> [Instruções da tarefa]: Escreva na íntegra, sem qualquer alteração, o texto sobre necropolítica e a saúde das mulheres negras.
===== Texto fornecido
Nessa esteira, a necropolítica8 direcionada aos corpos negros é evidente e cirurgicamente naturalizada no cotidiano das instituições, sendo constatada nos altos índices de encarceramento de homens negros, de institucionalização de crianças e adolescentes nos abrigos, na negação do direito de envelhecer com qualidade de vida e nas inúmeras violências direcionadas às mulheres negras. Quando tratamos da situação de mulheres negras, não podemos desconsiderar os históricos de violências e abusos sexuais, além da exploração do trabalho e negação do direito à vida evidenciada na negação e/ou desassistência do acesso aos serviços públicos, em especial os de saúde seja na atenção primária, secundária ou terciária.
A partir do exposto, fica evidente que há sim o controle sobre a vida ou a morte de corpos negros, assim como é perceptível que os direitos sexuais e reprodutivos, os quais incluem o acesso à assistência médica, a tratamento, medicamentos e cuidados na gestação, com atendimentos pré-natal e puerperal, ou seja, prevenção, promoção e cuidado em saúde, não se concretizam da mesma maneira se pensarmos na relação entre mulheres brancas versus mulheres negras.
==========
===== Listagem de dados
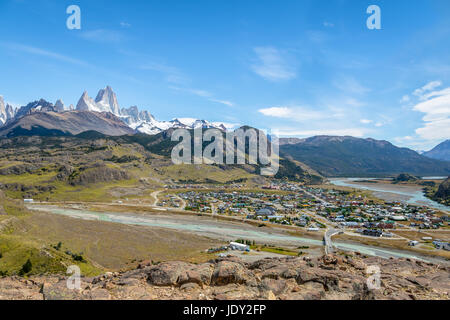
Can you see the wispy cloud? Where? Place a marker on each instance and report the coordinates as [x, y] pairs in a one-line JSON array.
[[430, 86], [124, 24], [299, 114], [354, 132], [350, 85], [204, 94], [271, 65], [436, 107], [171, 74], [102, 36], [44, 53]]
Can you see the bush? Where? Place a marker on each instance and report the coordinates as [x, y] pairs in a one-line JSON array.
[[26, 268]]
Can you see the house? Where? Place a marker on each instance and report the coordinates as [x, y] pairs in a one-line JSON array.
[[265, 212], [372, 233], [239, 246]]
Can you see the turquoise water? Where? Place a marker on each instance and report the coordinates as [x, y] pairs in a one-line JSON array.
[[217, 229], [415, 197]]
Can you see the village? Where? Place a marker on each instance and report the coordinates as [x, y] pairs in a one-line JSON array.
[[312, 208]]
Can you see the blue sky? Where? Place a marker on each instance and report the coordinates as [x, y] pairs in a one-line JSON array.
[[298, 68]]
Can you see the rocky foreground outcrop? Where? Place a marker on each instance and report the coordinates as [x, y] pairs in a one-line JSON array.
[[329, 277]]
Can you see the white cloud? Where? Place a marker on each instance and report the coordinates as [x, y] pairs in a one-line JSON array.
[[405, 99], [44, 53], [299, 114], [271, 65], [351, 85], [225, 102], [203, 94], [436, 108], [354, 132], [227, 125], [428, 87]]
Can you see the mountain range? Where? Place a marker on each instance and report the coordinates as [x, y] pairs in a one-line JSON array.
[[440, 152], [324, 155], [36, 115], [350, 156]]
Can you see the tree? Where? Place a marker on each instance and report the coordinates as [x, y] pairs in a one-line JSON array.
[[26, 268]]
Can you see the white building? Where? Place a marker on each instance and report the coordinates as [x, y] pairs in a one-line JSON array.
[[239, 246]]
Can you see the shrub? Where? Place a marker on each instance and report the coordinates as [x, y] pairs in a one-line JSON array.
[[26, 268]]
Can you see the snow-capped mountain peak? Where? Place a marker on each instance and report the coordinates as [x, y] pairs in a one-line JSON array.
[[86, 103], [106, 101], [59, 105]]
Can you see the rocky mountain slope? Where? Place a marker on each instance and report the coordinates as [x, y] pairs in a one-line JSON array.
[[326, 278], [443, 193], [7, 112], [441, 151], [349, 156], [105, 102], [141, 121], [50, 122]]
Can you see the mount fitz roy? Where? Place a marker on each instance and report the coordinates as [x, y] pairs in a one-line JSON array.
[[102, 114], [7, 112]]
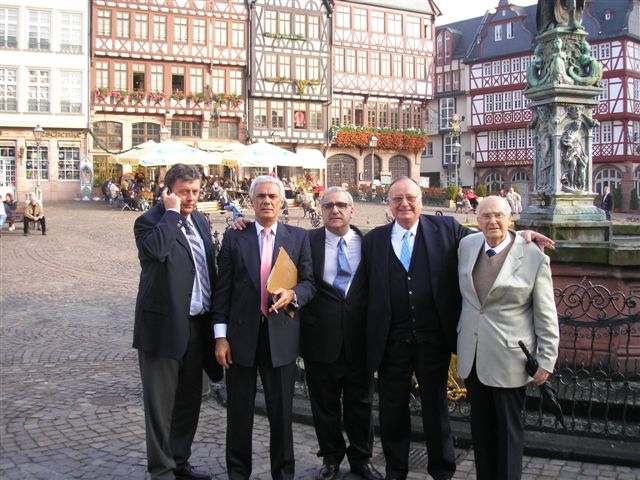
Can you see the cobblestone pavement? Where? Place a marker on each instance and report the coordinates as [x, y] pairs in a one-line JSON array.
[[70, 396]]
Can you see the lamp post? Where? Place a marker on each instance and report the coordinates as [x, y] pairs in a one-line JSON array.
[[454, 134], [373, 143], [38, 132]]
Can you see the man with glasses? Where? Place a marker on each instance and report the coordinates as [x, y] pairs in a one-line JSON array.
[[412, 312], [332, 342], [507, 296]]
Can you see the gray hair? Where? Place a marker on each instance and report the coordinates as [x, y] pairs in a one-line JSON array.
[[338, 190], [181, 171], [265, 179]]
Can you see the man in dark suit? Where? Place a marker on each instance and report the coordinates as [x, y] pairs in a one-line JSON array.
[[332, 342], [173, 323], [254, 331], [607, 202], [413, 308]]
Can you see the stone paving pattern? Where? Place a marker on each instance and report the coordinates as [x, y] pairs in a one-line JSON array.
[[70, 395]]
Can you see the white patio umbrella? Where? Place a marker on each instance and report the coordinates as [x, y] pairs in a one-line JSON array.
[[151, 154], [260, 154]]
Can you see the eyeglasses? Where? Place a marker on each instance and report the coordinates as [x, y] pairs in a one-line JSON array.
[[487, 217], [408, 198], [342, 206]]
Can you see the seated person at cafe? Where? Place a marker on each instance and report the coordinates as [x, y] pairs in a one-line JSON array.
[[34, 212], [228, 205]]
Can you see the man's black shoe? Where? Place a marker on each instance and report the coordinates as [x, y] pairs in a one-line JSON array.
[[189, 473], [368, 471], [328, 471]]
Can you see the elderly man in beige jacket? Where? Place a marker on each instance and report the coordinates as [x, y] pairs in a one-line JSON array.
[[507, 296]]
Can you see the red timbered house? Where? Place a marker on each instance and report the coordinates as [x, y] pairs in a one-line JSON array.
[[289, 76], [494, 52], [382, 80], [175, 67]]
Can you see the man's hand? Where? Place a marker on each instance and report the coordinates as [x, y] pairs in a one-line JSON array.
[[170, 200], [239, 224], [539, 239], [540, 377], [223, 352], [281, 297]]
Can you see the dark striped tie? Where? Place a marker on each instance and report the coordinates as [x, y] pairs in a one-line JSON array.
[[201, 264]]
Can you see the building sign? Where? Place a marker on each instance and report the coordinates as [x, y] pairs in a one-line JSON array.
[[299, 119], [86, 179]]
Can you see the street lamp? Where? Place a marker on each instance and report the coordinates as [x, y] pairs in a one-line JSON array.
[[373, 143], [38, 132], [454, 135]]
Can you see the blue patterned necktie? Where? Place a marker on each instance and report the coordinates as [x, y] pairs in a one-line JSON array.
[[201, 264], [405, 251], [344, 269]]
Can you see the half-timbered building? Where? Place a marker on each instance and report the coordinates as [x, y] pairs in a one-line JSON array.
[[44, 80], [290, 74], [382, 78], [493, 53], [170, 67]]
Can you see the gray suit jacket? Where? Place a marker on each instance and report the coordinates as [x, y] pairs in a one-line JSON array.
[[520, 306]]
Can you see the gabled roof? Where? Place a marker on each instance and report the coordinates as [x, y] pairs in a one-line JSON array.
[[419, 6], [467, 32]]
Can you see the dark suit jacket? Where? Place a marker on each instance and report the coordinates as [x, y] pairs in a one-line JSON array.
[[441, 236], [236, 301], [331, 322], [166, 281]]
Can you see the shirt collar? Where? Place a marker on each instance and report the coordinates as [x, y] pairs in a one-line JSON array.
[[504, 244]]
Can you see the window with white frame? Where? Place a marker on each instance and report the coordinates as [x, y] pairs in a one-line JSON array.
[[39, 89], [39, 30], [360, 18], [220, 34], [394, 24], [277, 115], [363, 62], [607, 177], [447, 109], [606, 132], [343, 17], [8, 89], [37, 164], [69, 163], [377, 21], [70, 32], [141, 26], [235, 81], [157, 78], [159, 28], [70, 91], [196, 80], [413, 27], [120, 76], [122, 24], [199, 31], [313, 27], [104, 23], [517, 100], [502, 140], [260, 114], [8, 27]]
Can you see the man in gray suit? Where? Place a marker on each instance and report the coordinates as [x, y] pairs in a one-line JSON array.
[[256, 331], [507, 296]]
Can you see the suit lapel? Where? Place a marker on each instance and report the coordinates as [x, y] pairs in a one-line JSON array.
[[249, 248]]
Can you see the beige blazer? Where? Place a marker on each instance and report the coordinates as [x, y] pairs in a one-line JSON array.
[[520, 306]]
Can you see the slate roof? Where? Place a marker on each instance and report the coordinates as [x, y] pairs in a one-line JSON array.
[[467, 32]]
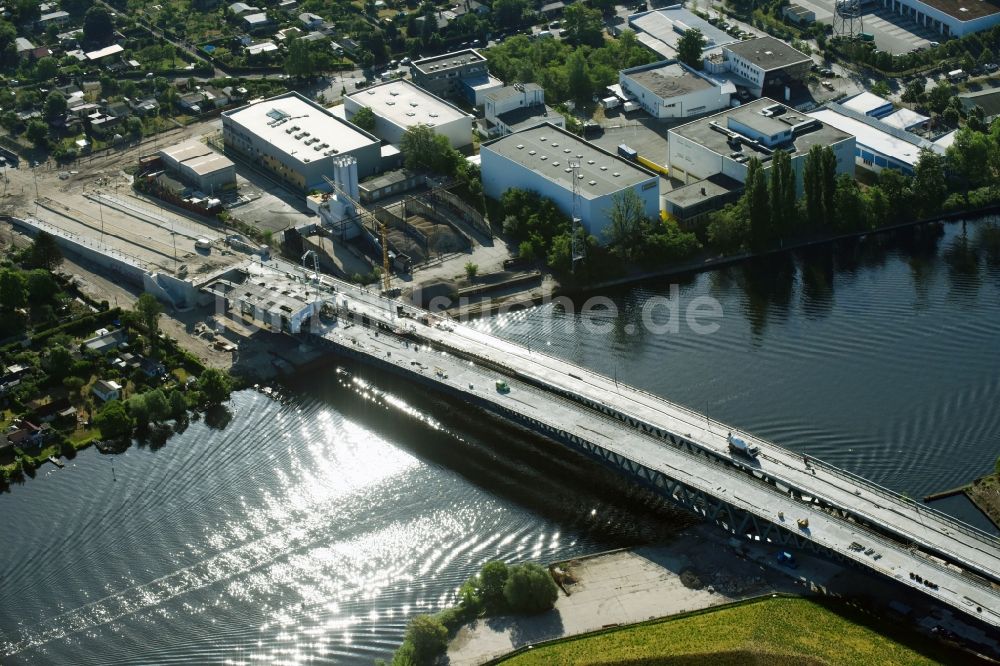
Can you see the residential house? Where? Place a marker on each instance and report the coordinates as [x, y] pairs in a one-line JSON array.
==========
> [Resultado da tarefa]:
Nessa esteira, a necropolítica8 direcionada aos corpos negros é evidente e cirurgicamente naturalizada no cotidiano das instituições, sendo constatada nos altos índices de encarceramento de homens negros, de institucionalização de crianças e adolescentes nos abrigos, na negação do direito de envelhecer com qualidade de vida e nas inúmeras violências direcionadas às mulheres negras. Quando tratamos da situação de mulheres negras, não podemos desconsiderar os históricos de violências e abusos sexuais, além da exploração do trabalho e negação do direito à vida evidenciada na negação e/ou desassistência do acesso aos serviços públicos, em especial os de saúde seja na atenção primária, secundária ou terciária.
A partir do exposto, fica evidente que há sim o controle sobre a vida ou a morte de corpos negros, assim como é perceptível que os direitos sexuais e reprodutivos, os quais incluem o acesso à assistência médica, a tratamento, medicamentos e cuidados na gestação, com atendimentos pré-natal e puerperal, ou seja, prevenção, promoção e cuidado em saúde, não se concretizam da mesma maneira se pensarmos na relação entre mulheres brancas versus mulheres negras.